'''

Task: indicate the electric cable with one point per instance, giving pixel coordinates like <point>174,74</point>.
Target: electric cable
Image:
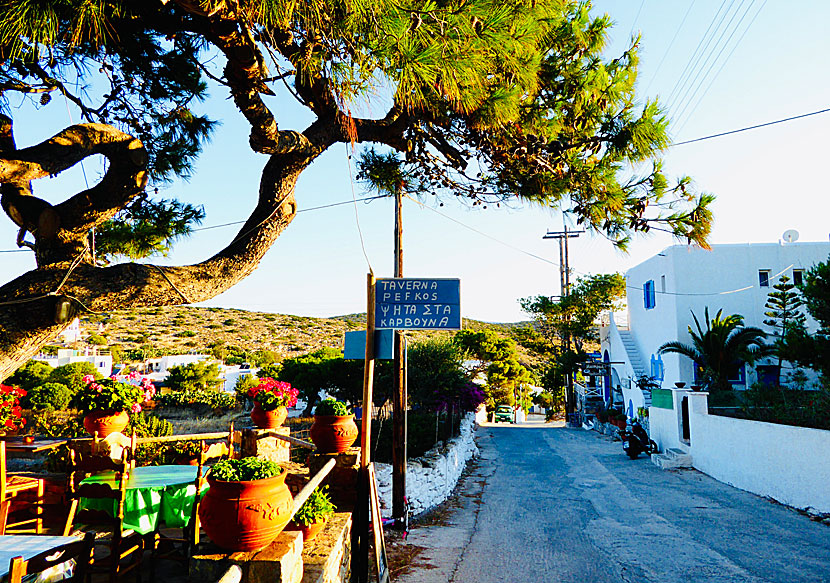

'''
'''

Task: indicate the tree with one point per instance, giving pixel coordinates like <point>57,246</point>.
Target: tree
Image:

'''
'''

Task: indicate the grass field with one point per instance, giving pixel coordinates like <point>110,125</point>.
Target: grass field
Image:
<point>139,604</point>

'''

#### TASK BRIEF:
Take every line from the listing above that includes the word "indicate" and copy it.

#### YOUR SOLUTION:
Task: indicate the electric cable with one point per instance, giving pixel coordinates like <point>174,74</point>.
Task: indicate the tree with one point per instance, giving pixel coordinates like <point>57,246</point>.
Task: indicate the grass field with one point per instance, giving pixel coordinates like <point>110,125</point>.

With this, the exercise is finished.